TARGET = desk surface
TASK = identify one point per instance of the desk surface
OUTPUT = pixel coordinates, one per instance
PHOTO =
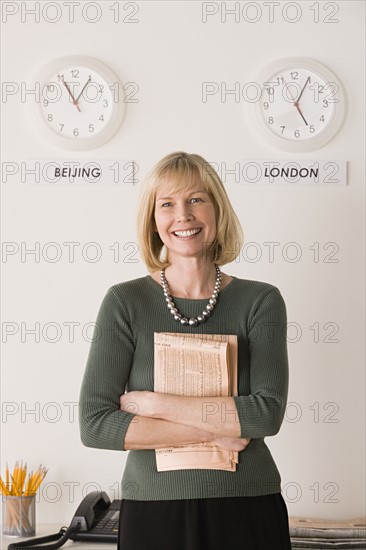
(43, 530)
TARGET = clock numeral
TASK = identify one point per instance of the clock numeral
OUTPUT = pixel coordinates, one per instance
(334, 89)
(318, 89)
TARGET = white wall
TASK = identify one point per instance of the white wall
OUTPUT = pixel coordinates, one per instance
(169, 52)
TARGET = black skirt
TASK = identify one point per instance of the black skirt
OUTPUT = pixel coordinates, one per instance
(230, 523)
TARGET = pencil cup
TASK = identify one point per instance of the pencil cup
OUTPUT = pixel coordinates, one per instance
(19, 515)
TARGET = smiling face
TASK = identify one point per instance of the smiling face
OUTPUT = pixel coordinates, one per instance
(185, 220)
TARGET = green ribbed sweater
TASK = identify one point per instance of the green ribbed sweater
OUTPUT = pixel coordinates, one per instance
(121, 357)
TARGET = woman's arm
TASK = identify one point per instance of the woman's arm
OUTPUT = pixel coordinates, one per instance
(215, 415)
(151, 433)
(102, 424)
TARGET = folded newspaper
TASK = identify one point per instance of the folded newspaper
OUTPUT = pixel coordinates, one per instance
(202, 365)
(322, 534)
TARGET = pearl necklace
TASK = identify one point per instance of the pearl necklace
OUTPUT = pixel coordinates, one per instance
(194, 321)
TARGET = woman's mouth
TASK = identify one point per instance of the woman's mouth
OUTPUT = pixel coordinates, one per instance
(187, 232)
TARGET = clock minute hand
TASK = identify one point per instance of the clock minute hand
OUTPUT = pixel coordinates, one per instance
(296, 103)
(307, 80)
(85, 85)
(72, 97)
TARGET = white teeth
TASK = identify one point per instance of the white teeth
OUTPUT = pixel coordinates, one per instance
(187, 233)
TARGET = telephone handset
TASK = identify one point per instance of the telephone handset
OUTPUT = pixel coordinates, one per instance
(96, 519)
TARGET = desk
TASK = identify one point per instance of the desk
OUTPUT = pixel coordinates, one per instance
(43, 530)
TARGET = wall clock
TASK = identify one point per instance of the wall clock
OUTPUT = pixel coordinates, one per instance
(81, 102)
(301, 105)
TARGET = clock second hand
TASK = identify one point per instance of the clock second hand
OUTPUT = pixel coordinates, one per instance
(72, 97)
(296, 103)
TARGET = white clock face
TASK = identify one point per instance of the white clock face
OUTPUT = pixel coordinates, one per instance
(81, 104)
(298, 104)
(301, 105)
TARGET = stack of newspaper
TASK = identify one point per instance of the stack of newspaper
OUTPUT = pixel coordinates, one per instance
(321, 533)
(202, 366)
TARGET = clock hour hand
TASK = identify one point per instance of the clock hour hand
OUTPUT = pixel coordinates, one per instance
(69, 91)
(85, 85)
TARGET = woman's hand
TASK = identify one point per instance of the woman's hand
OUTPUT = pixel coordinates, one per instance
(232, 443)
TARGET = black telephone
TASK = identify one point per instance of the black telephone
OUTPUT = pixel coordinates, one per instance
(96, 520)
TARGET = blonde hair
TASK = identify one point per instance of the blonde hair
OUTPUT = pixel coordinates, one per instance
(182, 170)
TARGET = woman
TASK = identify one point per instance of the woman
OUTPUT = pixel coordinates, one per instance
(187, 229)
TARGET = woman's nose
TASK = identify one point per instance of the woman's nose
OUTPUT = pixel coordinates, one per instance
(184, 213)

◇ ◇ ◇ ◇ ◇ ◇ ◇

Exercise instructions
Rewrite every line of the records above as one numbered list, leaving out blank lines and the pictures.

Correct answer
1. TARGET = desk surface
2. TASK = identify one point per instance of the desk surface
3. OUTPUT = pixel coordinates, one per instance
4. PHOTO =
5. (43, 530)
6. TARGET = clock numeral
7. TASK = identify one point per instance of the clock numeral
8. OUTPUT = pixel coordinates, one per instance
9. (334, 89)
10. (318, 89)
11. TARGET = white wall
12. TASK = identify one point per instance of the white wall
13. OUTPUT = pixel coordinates, one per instance
14. (169, 52)
15. TARGET = black skirt
16. TASK = identify one point per instance of the black skirt
17. OUTPUT = pixel coordinates, one per instance
18. (230, 523)
19. TARGET = pencil cup
20. TASK = identify one point per instance of the pencil cup
21. OUTPUT = pixel coordinates, one per instance
22. (19, 515)
23. TARGET = smiling face
24. TASK = identify one point per instance of the smiling face
25. OUTPUT = pixel coordinates, one per instance
26. (185, 220)
27. TARGET = green ribbed sweater
28. TASK = identify one point per instance of the green ribbed sweater
29. OUTPUT = pixel coordinates, one per instance
30. (121, 357)
31. TARGET = woman's arm
32. TASK = identify one point per instance of the woman's arm
33. OUTPUT = pixel coordinates, one per instance
34. (215, 415)
35. (151, 433)
36. (102, 424)
37. TARGET = folded newspaper
38. TASK = identify one point per instance of the folded newspaper
39. OUTPUT = pixel coordinates, one per instance
40. (202, 365)
41. (322, 534)
42. TARGET = pearl necklace
43. TASK = identify one point per instance of the pearl necklace
44. OUTPUT = pixel coordinates, one per instance
45. (194, 321)
46. TARGET = woman's mouth
47. TASK = identify one point per instance of the woman's mouth
48. OUTPUT = pixel coordinates, one per instance
49. (187, 232)
50. TARGET = clock minute hand
51. TASK = identify one point per instance of the clock minute hand
52. OUTPUT = pixel coordinates, one per instance
53. (296, 103)
54. (307, 80)
55. (85, 85)
56. (72, 97)
57. TARGET = white teeth
58. TASK = identify one point per instance of the white teeth
59. OUTPUT = pixel coordinates, one per instance
60. (187, 233)
61. TARGET = telephone handset
62. TASK = identify one point per instance of the telephone handset
63. OUTPUT = pixel coordinates, one per instance
64. (96, 519)
65. TARGET = desk
66. TASK = identify one point per instance of the desk
67. OUTPUT = pixel coordinates, one per instance
68. (43, 530)
69. TARGET = wall clock
70. TASK = identify one point per instance of the wall clock
71. OUTPUT = pixel coordinates, one per instance
72. (81, 102)
73. (301, 105)
74. TARGET = clock second hand
75. TASK = identify one point per instance of the clock second hand
76. OUTPUT = pixel coordinates, one per instance
77. (72, 97)
78. (296, 103)
79. TARGET = white clock face
80. TASK = identify one point per instance of the white clock face
81. OUTPUT = pixel coordinates, one per instance
82. (81, 104)
83. (298, 104)
84. (301, 105)
85. TARGET = stack of newspaper
86. TASK = identify one point per instance of the stack of newspaper
87. OUTPUT = pixel coordinates, one per instance
88. (321, 533)
89. (202, 366)
90. TARGET = clock hour hand
91. TASK = identify one point per instance of the clock hour hand
92. OUTPUT = pixel coordinates, one per instance
93. (69, 91)
94. (85, 85)
95. TARGET = woman's hand
96. TASK = identify one point per instance of the woman's hand
97. OUTPUT = pixel coordinates, one per instance
98. (232, 443)
99. TARGET = black telephone
100. TASK = identify one point per instance of the black telephone
101. OUTPUT = pixel coordinates, one per instance
102. (96, 520)
103. TARGET = blonde hair
104. TASK = identify one point per instance of the blonde hair
105. OUTPUT = pixel coordinates, one per instance
106. (182, 170)
107. TARGET = woman
108. TASK = identify one point per instance of the woman
109. OUTPUT = pixel coordinates, one per instance
110. (187, 229)
111. TARGET = woman's nose
112. TASK = identify one point per instance of the woman's nose
113. OUTPUT = pixel coordinates, one per instance
114. (184, 213)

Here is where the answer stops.